Fragmento proporcionado:
····················

Cuatro de la tarde, martes. Aún sigo en el "cheslong" de la consulta de mi psicoterapeuta. Con la cabeza reclinada, con los ojos en blanco. Se empeña en que me pregunte y me responda solo; debe tener la estúpida creencia de que algún día me entenderé a mí mismo. Supongo que para eso le pago. Reconozco que es un tipo listo, al menos más listo que yo. La agonía me consume y no se ha inventado benzodiacepina que me calme. Lo mío no es común, es una patología distinta. Al menos, no hay documentación alguna para contrastar en ninguna base referida a la salud mental. Presiento que esta enfermedad llevará mi apellido, como ocurre con esos síndromes raros.

····················

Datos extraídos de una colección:
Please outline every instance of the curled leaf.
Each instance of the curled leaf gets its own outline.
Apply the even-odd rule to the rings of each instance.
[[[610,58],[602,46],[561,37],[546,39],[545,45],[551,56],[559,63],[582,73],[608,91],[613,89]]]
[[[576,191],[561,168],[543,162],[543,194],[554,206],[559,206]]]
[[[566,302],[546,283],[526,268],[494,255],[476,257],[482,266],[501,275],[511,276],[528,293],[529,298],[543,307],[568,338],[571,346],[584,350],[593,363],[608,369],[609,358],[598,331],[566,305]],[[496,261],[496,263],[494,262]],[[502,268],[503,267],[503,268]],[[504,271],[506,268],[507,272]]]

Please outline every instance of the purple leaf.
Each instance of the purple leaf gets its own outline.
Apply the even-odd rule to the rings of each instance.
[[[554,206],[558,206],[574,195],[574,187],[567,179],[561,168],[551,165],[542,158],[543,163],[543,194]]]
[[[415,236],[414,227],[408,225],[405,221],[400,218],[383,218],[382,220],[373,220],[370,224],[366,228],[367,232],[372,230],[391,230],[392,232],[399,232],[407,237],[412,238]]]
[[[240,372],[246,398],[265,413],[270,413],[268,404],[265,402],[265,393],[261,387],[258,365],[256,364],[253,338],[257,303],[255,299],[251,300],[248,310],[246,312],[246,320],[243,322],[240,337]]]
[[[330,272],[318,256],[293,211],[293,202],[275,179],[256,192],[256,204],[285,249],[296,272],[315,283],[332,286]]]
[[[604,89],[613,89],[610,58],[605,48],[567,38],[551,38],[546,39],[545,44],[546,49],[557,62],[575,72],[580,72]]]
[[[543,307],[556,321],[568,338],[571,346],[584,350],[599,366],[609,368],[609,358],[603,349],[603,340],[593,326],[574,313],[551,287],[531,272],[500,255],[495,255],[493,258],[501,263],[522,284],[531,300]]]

····················

Requisitos de tareas:
1. Vuelve a escribir el tramo del fragmento sobre la sesión de psicoterapia que va desde "Cuatro de la" hasta "esos síndromes raros.", sin cambiar nada.
2. Según el fragmento sobre la sesión de psicoterapia, ¿a qué hora y en qué día de la semana ocurre la escena?
3. Escribe lo que sigue al fragmento sobre la sesión de psicoterapia, empezando después de su última oración.
Los registros no intervienen en esto.

Conjunto de respuestas:
1.
Cuatro de la tarde, martes. Aún sigo en el "cheslong" de la consulta de mi psicoterapeuta. Con la cabeza reclinada, con los ojos en blanco. Se empeña en que me pregunte y me responda solo; debe tener la estúpida creencia de que algún día me entenderé a mí mismo. Supongo que para eso le pago. Reconozco que es un tipo listo, al menos más listo que yo. La agonía me consume y no se ha inventado benzodiacepina que me calme. Lo mío no es común, es una patología distinta. Al menos, no hay documentación alguna para contrastar en ninguna base referida a la salud mental. Presiento que esta enfermedad llevará mi apellido, como ocurre con esos síndromes raros.

2. A las cuatro de la tarde de un martes.

3.
Debí hacerle caso a Silvio Rodríguez, que es la alegría de la huerta. Hace años me advirtió que "la medicina escasa, la más insuficiente, es la de remediar la mente". Aquí desolado, con ganas de vomitar la bilis y expulsado de mi entorno porque no opino como ellos. Sí, soy único en mi especie y repudiado por ella porque ayer fue 14 de febrero y no lo celebré. En este momento el enfermero me acerca una camisa de fuerza y no ofrezco ni resistencia, entiendo que estoy rematadamente loco. Seguramente me encerrarán en el más olvidado de los sanatorios, en el manicomio más remoto. En ese reservado para los intratables y los perturbados. En uno donde se aísla a las personas despreciables que, como yo, pensamos que lejos de algo material, el mejor regalo de San Valentín es un achuchón extraordinario en el rellano de cualquier escalera. Y heme aquí atado en mi desquicie de pies y manos.